*** Opening of TEXT EXCERPT ***
Neil Shubin says that he was introduced to his inner fish when he first moved to the University of Chicago to serve as chair of the anatomy department.
One of the pivotal courses for medical students is the human anatomy course.
“Within weeks, it became clear that being a paleontologist, and not just any paleontologist, a fish paleontologist, is a powerful way to teach human anatomy. Why? Because often the best roadmaps to our own bodies lie in the bodies and embryos and DNA of other creatures.”
Shubin says ancient fossils can tell us about our deep history, a history shared with flies, worms and fish. Part of his own introduction to the shared world happened as a student in a graduate seminar.
In 1987 there was a gap in the fossil record in the fish to amphibian transition. There were lobed fish in fossils that are 390 million years old, meanwhile there is an amphibious four-footed creature that is about 365 million years old.
“This struck me as a wonderful scientific problem to study,” says Shubin.
“You have this giant evolutionary leap from life in water to life on land involving changes in physiology, ecology, anatomical structure to development and it struck me by looking at this that this is a problem that is knowable. That by finding new fossils, by studying living animals in certain ways we can begin to bridge this gap in understanding on how it happened.”
*** Close of TEXT EXCERPT ***
*** Opening of DATASET EXCERPTS ***
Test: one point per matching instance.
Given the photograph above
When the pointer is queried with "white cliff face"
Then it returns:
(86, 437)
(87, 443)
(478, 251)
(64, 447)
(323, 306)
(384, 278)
*** Close of DATASET EXCERPTS ***
*TASKS TO PERFORM*
- 1) In the passage about Neil Shubin, which department did he chair when he moved to the University of Chicago?
- 2) Copy from the passage about Neil Shubin word for word, starting with "In 1987 there" and going on through "million years old.".
- 3) Extend the passage about Neil Shubin, picking up after its final sentence.
The dataset excerpts are separate material and have no connection to the passage about Neil Shubin.

*RESPONSES TO THE TASKS*
- 1) The anatomy department.

- 2)
In 1987 there was a gap in the fossil record in the fish to amphibian transition. There were lobed fish in fossils that are 390 million years old, meanwhile there is an amphibious four-footed creature that is about 365 million years old.

- 3)
What he was looking for was something between fish and a limbed animal.
Ancient fish have a conical head with eyes on either side, no neck, gills and fins. Ancient limbed animals have flatter – similar to a crocodile – shaped heads, and their eyes are on top. Early limbed animals also have a neck that allows the head to swivel independently of the body and jointed legs.
Shubin had a plan to find sedimentary rocks of around 380 million years old. His first attempt in the 1990s centered on the Catskills of Pennsylvania since there was an abundance of Devonian era rock.
While he was able to reconstruct the ancient ecosystem of the area, which was filled with large limbed predatory creatures and smaller species through the various fossils he found, he was unable to find the sought-for transition animal.
He realized he needed to find sedimentary rocks that predated the Catskills by 15-20 million years. He found what he was looking for by accident when he looked into an old textbook and found that Ellesmere Island was relatively unexplored.
Five years later they found a fossil of a flat-headed fish which turned out to be a blend of fish and amphibian. This creature had four jointed ,weight-bearing fins, a neck, both gills and lungs and a flattened head with the eyes on top. A committee of Nunavut elders named the creature Tiktaalik.
This transition fish showed that once the structures of jointed four limbs and neck appeared they spread throughout the tree of life and can be seen in reptiles, birds, mammals and, of course, amphibians.
Since Shubin’s talk at Western was a blend of geology, biology, paleontology and evolutionary theory it was a great opportunity for the departments of Biology and Earth Sciences to present the event as the SCUGOG-Battle Lecture.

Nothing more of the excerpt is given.